> _Aim of the task_
In the records below, find each line with "snail" and copy it.

> _Exercise materials_
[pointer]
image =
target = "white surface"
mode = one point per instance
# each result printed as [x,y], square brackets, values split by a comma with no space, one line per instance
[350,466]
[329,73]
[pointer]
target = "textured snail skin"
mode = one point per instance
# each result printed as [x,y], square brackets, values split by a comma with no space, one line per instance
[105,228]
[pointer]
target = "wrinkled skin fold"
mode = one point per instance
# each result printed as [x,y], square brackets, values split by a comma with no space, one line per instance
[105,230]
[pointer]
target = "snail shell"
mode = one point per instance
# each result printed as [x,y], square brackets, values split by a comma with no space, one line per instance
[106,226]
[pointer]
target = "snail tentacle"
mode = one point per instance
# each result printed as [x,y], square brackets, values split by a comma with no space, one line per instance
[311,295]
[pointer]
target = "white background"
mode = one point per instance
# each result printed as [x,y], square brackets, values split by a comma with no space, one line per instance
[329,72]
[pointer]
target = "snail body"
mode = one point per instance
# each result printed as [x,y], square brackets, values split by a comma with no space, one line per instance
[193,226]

> _Answer section_
target = "textured snail skin"
target = "snail shell"
target = "snail tentacle"
target = "snail body"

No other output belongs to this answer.